=== Extract ===
Specifically on that laptop dog template, I make some changes to it and included my own image and links in there. Now I have seen how to do it, it makes sense - thanks.

So an analysis of that block is:

* The block type is ‘core/template’. That appears to be similar to an ‘include’ in other templating systems - it just pulls in a template without any particular functionality.

* The template is located at “callouts/left_col.phtml” (in the apps/design theme). It could have been anywhere though. Some of the template folders are linked to specific blocks of functionality by their name (I think - “customers” is one you mentioned) but this one “callouts” is just an arbitrary name used by the theme designer.

* The name of the block “left.permanent.callout” - I cannot work out what the significance of that is. Is it, again, an arbitrary name defined by the theme designer? I created a second block with the same name, and both ended up with the same content. I then changed the names to “left.permanent.callout1” and “left.permanent.callout2” and they both took on their own separate content. So my conclusion is that this is a naming scheme left up to the theme developer, and so we should not expect any project documentation on these names.
=== Records ===
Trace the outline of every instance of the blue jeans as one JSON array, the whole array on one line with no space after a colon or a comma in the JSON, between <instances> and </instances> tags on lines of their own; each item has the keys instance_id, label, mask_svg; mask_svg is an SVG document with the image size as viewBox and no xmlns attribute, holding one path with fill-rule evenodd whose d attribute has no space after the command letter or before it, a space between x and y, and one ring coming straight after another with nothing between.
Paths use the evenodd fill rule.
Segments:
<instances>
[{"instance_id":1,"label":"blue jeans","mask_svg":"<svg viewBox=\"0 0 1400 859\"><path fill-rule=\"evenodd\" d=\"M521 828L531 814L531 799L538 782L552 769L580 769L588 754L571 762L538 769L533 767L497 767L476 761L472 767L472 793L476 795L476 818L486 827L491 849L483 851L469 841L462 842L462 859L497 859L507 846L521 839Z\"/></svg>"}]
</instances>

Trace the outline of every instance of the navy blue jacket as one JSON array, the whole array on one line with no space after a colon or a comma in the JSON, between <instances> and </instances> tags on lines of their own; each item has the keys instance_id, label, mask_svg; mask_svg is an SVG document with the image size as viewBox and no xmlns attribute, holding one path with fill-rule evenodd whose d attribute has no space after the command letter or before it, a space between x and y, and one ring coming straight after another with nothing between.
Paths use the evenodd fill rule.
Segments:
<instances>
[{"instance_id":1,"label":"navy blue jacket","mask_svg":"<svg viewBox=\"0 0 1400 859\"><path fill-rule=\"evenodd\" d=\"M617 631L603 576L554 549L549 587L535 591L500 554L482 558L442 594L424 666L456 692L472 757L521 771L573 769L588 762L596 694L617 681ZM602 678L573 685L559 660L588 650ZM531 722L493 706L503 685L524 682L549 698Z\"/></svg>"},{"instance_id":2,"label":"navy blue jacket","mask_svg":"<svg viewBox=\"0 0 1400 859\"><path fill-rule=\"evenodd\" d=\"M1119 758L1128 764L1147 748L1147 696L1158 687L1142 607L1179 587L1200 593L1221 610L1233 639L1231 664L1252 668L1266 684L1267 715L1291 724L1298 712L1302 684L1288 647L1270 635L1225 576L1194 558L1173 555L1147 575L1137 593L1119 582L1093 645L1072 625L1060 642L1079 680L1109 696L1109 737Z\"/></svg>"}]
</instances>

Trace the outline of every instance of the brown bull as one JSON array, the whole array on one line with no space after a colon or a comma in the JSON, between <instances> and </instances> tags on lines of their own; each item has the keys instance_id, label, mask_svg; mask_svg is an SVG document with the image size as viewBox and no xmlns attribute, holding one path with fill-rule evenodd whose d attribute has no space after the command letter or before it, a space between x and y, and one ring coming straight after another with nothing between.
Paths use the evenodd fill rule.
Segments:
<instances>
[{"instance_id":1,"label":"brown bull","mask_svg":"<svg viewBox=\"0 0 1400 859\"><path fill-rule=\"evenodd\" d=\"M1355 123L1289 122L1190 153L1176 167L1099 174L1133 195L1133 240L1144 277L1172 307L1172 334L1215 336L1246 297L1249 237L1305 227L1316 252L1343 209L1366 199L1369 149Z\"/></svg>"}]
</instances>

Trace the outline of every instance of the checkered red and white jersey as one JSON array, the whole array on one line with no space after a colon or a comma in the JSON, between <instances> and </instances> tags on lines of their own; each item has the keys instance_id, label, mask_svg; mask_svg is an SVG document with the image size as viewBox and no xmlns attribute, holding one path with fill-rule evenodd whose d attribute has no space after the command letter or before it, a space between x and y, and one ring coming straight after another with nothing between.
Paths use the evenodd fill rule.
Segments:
===
(Directions)
a – From the block analysis, quote the passage that begins at the words "So an analysis" and ends after the words "the theme designer.".
b – Answer these questions from the block analysis:
(i) What block type does the analysis give for the block?
(ii) At what path is the template located?
(iii) To what names were the two blocks changed?

(Results of the tasks)
a –
So an analysis of that block is:

* The block type is ‘core/template’. That appears to be similar to an ‘include’ in other templating systems - it just pulls in a template without any particular functionality.

* The template is located at “callouts/left_col.phtml” (in the apps/design theme). It could have been anywhere though. Some of the template folders are linked to specific blocks of functionality by their name (I think - “customers” is one you mentioned) but this one “callouts” is just an arbitrary name used by the theme designer.

b –
(i) The block type is ‘core/template’.
(ii) The template is at “callouts/left_col.phtml”, in the apps/design theme.
(iii) They were changed to “left.permanent.callout1” and “left.permanent.callout2”.